(Records contained in a dataset)
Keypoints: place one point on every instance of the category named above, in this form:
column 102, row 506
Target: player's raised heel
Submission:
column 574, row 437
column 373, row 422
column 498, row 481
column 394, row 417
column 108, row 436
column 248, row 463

• Problem:
Retype every one of the rows above, keeping each character and line as it is.

• Result for this task:
Keypoints: place one point on every instance of the category named above, in this form:
column 102, row 506
Target: player's raised heel
Submission:
column 574, row 437
column 373, row 422
column 498, row 481
column 394, row 417
column 108, row 436
column 248, row 463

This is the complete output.